§ Provided text
----------

The flexibility of this scheme introduces some added complexity to the disc 
management. More attention must be given to disc allocation techniques, as a 
multi-user system dynamically creating and deleting globals could badly degrade 
efficient accessing. Also, one user should be prevented from expanding his 
global data base until he monopolizes disc usage at other users' expense. In 
general, though, this method has been employed by more recent MUMPS implementations, 
as its flexibility and consistency of node treatment are far more advantageous. 

3.3 Search structures 

3.3.1 Node references and modifications 

Within a MUMPS program, reference can be made to a global value or an 
assignment can be made to a global node. In both cases, it is^necessary for 
the system to search for the existence of a node with a given set of subscripts. 

The general rule for searching is as follows: 

1) Go to the disc address pointed to by the global directory for that 
global. 

2) Compare the subscript reference in the program with the subscript 
value in the global node on the disc. If there is a match, proceed 

to step 3; otherwise, go to the next node in that disc block or to the 
first node in the continuation block if that block is exhausted. If 
there are no more nodes, the search fails.

----------

§ Exercise description
Write the next part of the passage on MUMPS global storage, starting right after its last sentence. The records play no part in this exercise.

----------

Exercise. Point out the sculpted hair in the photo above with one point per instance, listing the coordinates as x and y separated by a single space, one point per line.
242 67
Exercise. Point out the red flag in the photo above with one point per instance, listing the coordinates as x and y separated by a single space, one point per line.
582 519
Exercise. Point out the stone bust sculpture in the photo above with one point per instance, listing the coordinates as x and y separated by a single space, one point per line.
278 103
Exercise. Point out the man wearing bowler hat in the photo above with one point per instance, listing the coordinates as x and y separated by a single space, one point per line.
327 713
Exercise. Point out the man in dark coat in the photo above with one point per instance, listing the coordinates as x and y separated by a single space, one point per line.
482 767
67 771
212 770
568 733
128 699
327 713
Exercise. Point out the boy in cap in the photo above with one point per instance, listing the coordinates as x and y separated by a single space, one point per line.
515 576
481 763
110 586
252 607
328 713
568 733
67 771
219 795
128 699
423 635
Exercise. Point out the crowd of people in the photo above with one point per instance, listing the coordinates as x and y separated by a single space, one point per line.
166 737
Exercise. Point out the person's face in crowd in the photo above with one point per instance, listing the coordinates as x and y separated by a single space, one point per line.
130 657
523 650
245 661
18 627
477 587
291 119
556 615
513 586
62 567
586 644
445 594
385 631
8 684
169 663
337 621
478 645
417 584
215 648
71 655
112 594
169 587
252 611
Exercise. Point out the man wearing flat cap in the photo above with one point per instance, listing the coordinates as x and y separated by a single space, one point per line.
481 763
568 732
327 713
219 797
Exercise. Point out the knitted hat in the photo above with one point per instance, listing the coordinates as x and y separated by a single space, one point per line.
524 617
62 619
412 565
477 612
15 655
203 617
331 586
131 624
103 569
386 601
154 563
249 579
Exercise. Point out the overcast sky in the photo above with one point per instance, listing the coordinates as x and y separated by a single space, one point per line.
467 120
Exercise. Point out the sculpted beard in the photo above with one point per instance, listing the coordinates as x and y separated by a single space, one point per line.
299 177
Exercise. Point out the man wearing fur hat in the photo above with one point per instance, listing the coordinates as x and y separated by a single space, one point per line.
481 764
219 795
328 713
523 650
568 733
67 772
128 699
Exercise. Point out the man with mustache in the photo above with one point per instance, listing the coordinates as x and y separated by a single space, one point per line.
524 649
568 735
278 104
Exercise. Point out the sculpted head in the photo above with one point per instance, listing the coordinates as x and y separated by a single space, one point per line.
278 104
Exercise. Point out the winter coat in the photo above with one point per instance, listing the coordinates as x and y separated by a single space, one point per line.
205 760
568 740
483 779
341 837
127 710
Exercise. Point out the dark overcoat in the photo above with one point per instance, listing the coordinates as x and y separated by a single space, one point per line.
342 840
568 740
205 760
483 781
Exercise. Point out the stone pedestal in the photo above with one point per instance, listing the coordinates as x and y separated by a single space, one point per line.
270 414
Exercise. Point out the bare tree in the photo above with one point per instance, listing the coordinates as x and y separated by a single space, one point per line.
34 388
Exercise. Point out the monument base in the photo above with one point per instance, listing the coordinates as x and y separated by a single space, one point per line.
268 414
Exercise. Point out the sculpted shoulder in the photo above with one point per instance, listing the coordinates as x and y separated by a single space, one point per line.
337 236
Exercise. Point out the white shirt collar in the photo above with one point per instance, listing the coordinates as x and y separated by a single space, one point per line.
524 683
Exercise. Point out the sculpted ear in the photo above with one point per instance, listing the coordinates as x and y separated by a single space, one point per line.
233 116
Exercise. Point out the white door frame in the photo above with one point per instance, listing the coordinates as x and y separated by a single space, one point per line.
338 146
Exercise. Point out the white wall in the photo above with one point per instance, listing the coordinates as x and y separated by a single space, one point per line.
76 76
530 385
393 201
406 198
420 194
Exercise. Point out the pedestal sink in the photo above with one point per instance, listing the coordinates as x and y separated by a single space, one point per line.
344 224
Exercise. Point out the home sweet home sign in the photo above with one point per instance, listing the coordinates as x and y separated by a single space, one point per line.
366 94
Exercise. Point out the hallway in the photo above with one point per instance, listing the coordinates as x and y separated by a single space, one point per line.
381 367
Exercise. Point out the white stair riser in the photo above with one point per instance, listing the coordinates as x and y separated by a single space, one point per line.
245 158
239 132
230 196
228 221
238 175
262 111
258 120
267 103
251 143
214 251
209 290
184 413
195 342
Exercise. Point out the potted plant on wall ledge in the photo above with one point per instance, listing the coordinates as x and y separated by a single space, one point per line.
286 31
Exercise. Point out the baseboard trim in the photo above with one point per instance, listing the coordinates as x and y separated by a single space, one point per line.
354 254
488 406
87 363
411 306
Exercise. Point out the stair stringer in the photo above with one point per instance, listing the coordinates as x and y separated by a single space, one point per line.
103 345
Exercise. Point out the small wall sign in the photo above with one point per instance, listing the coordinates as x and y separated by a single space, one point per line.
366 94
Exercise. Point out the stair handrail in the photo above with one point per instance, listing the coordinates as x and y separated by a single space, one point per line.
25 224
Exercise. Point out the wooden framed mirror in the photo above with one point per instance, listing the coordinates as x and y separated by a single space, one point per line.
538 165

----------

§ Response to this exercise
3) If all of the subscripts in the program reference have been matched, the 
search is successful. Otherwise, follow the down pointer from the last 
successfully matched node on the disc to compare with the next subscript 
in the global reference. Return to step 2. 



As an example of this, consider a program reference to AG(4,1,1,3,2) in Figure 13. 
The global directory points to block 1. Block 1 is searched with unsuccessful 
comparisons for 1,2, and 3, until 4 is matched. The successful match on the 
fitst subscript means that search should proceed, looking for a match on the 
second subscript. The down pointer from the match points to block 4, where a 
search for a 1 occurs. That search is successful and the search for the third 
subscript (1) occurs in block 5. That is also successful, so the search for 
the fourth subscript occurs in block 6, according to the down pointer from the 
successful match in block 5. The fourth search succeeds with the match of the 
subscript 3, yielding a down pointer to block 9, which is searched for the fifth 
subscript (2). When that search succeeds, there are no more subscripts in the 
program reference, so the global search has been successful. If any of the 
search attempts had failed, then the global search would have been unsuccessful.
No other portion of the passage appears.